>> START Task data
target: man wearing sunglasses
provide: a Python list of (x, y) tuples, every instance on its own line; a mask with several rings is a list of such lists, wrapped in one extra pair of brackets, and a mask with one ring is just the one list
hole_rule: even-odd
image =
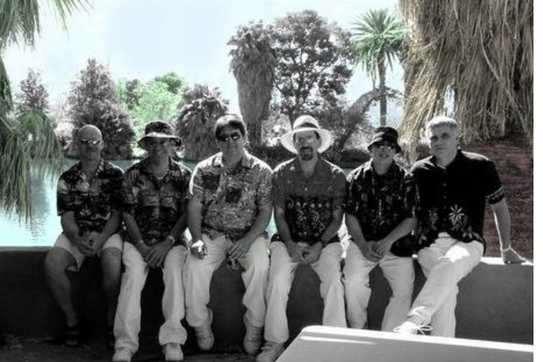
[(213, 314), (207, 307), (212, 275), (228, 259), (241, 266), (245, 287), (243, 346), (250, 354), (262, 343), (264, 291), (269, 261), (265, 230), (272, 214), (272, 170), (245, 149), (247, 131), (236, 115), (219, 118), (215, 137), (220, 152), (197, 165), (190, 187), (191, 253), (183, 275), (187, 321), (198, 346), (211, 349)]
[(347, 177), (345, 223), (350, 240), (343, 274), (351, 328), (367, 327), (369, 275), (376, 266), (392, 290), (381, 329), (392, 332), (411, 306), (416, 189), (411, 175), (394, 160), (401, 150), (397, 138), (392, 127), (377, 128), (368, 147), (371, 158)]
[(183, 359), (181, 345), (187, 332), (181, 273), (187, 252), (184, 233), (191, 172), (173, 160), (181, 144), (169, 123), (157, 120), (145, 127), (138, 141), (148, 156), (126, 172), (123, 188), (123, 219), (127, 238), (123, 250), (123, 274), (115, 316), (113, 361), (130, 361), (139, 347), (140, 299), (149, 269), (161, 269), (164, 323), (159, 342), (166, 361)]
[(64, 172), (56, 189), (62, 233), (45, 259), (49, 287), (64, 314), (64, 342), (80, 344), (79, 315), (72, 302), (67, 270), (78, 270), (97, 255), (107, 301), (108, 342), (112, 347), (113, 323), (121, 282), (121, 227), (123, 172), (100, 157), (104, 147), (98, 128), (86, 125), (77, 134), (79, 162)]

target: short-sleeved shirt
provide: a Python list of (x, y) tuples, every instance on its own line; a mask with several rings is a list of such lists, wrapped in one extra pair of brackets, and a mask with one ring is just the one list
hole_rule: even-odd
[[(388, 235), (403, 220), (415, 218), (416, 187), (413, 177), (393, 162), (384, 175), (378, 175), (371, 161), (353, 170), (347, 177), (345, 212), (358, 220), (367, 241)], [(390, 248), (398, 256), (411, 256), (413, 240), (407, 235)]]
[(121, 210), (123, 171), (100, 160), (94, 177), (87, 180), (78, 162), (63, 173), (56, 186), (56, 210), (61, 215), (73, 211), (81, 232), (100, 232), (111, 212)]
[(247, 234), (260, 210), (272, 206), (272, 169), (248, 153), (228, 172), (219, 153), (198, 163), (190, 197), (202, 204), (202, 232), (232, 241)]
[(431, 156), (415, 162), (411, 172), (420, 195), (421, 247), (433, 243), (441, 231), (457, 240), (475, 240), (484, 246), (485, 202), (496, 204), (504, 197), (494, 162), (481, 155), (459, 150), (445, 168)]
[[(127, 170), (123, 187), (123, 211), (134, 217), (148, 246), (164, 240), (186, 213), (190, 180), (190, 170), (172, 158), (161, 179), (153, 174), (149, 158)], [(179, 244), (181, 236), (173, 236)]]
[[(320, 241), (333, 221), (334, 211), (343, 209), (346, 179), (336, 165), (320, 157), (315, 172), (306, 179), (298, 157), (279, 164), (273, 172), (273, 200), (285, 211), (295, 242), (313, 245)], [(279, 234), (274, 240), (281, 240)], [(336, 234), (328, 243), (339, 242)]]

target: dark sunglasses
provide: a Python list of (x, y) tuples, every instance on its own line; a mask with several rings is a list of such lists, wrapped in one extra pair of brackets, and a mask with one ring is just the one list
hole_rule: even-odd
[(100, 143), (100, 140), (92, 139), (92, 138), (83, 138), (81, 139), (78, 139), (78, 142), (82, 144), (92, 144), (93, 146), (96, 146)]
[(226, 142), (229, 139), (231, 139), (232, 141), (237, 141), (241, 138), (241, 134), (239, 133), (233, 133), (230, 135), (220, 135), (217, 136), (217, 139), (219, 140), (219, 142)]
>> END Task data
>> START Task data
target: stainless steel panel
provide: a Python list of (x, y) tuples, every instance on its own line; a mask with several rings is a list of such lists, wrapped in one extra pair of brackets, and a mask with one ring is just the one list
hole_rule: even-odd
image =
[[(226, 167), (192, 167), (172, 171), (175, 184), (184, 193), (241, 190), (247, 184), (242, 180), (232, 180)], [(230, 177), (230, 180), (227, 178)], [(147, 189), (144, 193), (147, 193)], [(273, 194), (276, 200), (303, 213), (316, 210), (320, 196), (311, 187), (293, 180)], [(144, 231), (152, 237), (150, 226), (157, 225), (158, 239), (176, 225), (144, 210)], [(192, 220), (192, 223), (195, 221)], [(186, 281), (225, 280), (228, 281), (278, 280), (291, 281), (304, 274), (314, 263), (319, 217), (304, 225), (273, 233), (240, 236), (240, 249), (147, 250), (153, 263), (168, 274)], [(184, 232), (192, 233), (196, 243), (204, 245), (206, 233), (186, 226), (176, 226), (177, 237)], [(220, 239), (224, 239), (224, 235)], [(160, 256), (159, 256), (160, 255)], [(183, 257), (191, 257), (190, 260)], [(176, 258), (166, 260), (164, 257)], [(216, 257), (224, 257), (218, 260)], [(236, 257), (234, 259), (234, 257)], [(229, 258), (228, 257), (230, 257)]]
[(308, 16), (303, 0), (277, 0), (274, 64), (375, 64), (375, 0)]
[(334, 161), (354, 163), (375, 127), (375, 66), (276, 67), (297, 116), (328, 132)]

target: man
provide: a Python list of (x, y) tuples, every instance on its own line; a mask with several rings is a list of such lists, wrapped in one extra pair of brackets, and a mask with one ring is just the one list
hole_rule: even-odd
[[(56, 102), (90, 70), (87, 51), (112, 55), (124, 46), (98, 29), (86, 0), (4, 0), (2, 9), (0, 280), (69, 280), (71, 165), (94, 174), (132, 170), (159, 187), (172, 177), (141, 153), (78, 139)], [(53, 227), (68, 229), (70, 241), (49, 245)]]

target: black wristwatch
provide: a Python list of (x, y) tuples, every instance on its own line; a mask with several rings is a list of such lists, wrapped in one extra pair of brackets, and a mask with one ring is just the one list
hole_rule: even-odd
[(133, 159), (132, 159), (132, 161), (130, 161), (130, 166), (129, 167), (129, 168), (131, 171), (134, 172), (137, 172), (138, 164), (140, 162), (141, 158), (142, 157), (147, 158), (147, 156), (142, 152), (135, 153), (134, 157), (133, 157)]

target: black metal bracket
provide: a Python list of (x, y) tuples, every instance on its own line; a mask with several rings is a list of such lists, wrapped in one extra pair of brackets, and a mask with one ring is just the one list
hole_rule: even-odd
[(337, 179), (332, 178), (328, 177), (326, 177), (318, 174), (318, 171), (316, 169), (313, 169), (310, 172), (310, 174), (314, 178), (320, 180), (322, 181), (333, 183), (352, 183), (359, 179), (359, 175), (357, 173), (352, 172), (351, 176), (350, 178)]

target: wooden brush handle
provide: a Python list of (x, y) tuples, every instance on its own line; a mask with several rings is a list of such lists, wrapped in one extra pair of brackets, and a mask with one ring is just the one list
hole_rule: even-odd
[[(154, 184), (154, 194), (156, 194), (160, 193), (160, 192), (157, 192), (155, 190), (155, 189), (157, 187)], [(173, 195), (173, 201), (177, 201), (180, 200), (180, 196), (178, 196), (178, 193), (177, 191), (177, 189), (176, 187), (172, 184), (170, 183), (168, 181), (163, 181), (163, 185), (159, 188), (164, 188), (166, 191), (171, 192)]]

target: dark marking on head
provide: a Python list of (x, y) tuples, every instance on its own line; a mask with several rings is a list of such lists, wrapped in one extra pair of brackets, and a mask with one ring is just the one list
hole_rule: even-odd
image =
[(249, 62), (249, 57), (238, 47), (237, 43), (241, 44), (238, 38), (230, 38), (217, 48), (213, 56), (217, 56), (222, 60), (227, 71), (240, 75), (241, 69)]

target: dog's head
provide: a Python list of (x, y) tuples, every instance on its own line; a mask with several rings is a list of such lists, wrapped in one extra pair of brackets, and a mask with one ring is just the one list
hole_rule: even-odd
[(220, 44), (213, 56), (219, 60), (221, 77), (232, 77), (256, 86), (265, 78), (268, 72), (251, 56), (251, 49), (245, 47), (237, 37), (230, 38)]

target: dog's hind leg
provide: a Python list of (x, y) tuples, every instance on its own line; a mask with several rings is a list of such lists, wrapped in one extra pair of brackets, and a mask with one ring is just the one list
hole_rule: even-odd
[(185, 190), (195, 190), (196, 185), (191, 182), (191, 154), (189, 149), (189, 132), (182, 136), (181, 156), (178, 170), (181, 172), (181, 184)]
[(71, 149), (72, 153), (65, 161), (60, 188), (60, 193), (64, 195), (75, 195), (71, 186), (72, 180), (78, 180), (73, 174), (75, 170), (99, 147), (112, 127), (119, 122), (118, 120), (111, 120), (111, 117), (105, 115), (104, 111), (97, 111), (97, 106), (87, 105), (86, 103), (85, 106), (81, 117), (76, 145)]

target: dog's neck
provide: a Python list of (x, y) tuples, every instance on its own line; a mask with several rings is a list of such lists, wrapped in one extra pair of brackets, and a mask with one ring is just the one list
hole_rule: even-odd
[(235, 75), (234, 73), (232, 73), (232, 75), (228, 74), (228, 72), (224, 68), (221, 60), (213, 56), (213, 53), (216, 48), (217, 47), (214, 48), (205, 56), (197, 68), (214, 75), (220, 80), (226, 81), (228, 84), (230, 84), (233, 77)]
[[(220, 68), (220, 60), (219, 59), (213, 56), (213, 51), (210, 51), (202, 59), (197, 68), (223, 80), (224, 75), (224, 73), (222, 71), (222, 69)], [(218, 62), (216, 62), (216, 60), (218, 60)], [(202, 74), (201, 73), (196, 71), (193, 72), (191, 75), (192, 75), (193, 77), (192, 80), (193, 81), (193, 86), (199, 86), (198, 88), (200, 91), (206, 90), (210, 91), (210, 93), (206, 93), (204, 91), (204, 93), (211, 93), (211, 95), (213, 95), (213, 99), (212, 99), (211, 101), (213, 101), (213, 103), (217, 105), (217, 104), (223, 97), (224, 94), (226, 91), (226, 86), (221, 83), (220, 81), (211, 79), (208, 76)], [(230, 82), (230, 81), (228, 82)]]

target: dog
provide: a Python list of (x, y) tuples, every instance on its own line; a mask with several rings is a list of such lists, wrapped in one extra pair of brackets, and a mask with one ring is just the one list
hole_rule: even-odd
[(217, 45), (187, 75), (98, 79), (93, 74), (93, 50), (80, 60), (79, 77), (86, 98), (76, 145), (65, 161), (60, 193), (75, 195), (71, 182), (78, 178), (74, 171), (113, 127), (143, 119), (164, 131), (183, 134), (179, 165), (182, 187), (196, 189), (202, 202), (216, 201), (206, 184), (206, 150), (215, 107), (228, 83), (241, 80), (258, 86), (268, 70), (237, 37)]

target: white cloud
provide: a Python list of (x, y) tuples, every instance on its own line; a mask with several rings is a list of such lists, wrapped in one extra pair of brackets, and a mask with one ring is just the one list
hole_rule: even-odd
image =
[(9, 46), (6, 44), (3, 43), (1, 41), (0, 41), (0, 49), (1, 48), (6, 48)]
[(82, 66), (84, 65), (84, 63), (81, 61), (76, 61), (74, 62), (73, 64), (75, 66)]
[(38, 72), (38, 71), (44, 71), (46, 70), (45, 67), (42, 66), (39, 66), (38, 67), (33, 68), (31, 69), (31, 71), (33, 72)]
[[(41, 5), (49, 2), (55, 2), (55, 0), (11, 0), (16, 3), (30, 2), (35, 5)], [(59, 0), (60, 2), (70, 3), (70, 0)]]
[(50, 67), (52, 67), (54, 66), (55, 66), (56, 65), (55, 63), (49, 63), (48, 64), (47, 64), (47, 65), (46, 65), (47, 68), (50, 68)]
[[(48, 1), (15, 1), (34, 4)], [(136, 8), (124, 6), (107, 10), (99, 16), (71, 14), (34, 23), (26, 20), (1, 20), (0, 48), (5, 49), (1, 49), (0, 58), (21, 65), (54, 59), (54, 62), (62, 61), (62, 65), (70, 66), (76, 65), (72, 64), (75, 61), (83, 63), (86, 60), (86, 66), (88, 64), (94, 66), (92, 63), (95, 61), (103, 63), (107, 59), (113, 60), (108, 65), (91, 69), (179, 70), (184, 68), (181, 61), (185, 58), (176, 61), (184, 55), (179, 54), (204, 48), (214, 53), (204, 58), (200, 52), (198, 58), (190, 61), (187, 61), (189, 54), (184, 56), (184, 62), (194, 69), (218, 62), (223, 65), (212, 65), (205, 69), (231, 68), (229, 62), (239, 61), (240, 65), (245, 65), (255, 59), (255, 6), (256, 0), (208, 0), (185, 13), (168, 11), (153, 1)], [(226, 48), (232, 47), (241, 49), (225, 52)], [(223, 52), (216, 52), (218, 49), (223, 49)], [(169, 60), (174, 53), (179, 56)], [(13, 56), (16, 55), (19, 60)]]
>> END Task data
-- Aim of the exercise --
Render the data from the line containing "target: black wristwatch" through the line containing "157), (133, 157)]" as a Markdown table with columns No. and Text. Put each line's number in No. and the line itself in Text, and skip blank lines.

-- Exercise answer --
| No. | Text |
|---|---|
| 1 | target: black wristwatch |
| 2 | provide: a Python list of (x, y) tuples, every instance on its own line; a mask with several rings is a list of such lists, wrapped in one extra pair of brackets, and a mask with one ring is just the one list |
| 3 | hole_rule: even-odd |
| 4 | [(133, 159), (132, 159), (132, 161), (130, 161), (130, 166), (129, 167), (129, 168), (131, 171), (134, 172), (137, 172), (138, 164), (140, 162), (141, 158), (142, 157), (147, 158), (147, 156), (142, 152), (135, 153), (134, 157), (133, 157)] |